Multiple aggregation modes reveal different groupings: - Persistence → stable vs. volatile patients - Trend → improving vs. worsening trajectories - Volatility → high-risk vs. stable - Change point → when trajectory shifts occur
Early warning signals emerge from trajectory clustering, not from any single vital.
Try It Now
With synthetic data (no real PHI):
cd /path/to/pulsar
uv sync
uv run maturin develop --release
uv run python demos/ehr/physionet.py --synthetic --n-patients 500
With real eICU data (if you have access via PhysioNet):
# First download eICU from https://physionet.org
uv run python demos/ehr/physionet.py --data /path/to/eicu.csv
Deep Dive
Script: demos/ehr/physionet.py
Configuration: physionet_params.yaml
Configuration: physionet_params.yaml
—
4. ECG Arrhythmia Classification via Feature Extraction¶
The Data
ECG (electrocardiogram) signals from the PhysioNet Arrhythmia Database: 12-lead recordings at 500 Hz, 10-second windows = 5,000 samples per lead, per patient. The demo extracts ~80 summary features per ECG:
Statistical: mean, std, min, max, median, skewness, kurtosis
Frequency: FFT peaks, power spectral density
Morphological: zero crossings, rate of change statistics
The Discovery
Topology reveals clusters that align with SNOMED-CT arrhythmia diagnoses better than K-means or traditional clustering
Different leads emphasize different diagnostic features — combining all 12 leads captures the full arrhythmia signature
Trade-off: Feature extraction is computationally efficient vs. true temporal modeling (TemporalCosmicGraph), with minimal loss in structure discovery
Try It Now
With synthetic ECG patterns:
uv run python demos/ehr/ecg_arrhythmia.py --synthetic
With real PhysioNet data:
# Download from https://physionet.org (requires registration)
uv run python demos/ehr/ecg_arrhythmia.py --data /path/to/ecg_data
Deep Dive
Script: demos/ehr/ecg_arrhythmia.py
Configuration: Hardcoded in the script; adjust PCA dimensions and epsilon range as needed
—
5. US Coal Plants: Production-Scale Grid Sweep¶
The Data
147 US coal power plants with features: latitude, longitude, capacity (MW), age, emissions (CO₂, NOx, SO₂), operational status, retire year (if planned). Dataset is automatically downloaded from the retire project. Real-world, production-scale problem.

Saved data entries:
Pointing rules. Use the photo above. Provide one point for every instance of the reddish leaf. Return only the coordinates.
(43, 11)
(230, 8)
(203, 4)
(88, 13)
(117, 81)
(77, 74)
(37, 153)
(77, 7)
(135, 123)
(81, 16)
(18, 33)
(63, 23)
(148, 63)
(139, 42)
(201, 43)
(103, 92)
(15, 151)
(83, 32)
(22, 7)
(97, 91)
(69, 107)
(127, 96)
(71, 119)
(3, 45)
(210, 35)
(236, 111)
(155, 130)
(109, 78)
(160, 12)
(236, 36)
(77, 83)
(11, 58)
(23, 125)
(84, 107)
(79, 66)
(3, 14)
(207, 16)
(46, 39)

Your task: Duplicate a section of the passage word for word, starting at the words "Multiple aggregation modes" and stopping after the words "any single vital.". Rely only on the passage for your answers.

Solution to this task:
Multiple aggregation modes reveal different groupings: - Persistence → stable vs. volatile patients - Trend → improving vs. worsening trajectories - Volatility → high-risk vs. stable - Change point → when trajectory shifts occur
Early warning signals emerge from trajectory clustering, not from any single vital.